» **Direction**
Reproduce every line of the items below unchanged, except that each coordinate in the answer points is multiplied by 2.5 and rounded to a whole number, with halves rounded up.

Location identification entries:
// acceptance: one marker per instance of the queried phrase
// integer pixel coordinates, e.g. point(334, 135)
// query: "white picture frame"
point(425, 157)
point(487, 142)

» **Written response**
// acceptance: one marker per instance of the queried phrase
// integer pixel coordinates, e.g. point(334, 135)
// query: "white picture frame"
point(1063, 393)
point(1218, 355)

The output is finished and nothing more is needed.